:: Exercise brief ::
Render the records from the line containing "For every instance of the frost-covered" up to and including the line containing "For every instance of the skyline" as a JSON list of strings, with one string per line and blank lines omitted.

━━━ Material

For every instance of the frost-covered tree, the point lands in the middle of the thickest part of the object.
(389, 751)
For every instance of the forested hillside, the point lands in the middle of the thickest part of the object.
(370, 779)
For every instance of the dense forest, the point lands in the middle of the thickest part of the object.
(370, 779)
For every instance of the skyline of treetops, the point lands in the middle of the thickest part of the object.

━━━━━━
━━━ Material

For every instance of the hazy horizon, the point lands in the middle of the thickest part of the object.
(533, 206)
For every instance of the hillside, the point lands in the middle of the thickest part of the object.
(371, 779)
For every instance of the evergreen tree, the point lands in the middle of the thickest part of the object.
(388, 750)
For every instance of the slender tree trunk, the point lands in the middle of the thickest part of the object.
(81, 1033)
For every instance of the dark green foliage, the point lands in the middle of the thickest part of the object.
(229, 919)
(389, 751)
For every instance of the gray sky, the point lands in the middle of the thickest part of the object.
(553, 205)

━━━━━━

:: Exercise response ::
[
  "For every instance of the frost-covered tree, the point lands in the middle of the thickest part of the object.",
  "(389, 751)",
  "For every instance of the forested hillside, the point lands in the middle of the thickest part of the object.",
  "(370, 779)",
  "For every instance of the dense forest, the point lands in the middle of the thickest part of the object.",
  "(370, 779)",
  "For every instance of the skyline of treetops, the point lands in the middle of the thickest part of the object."
]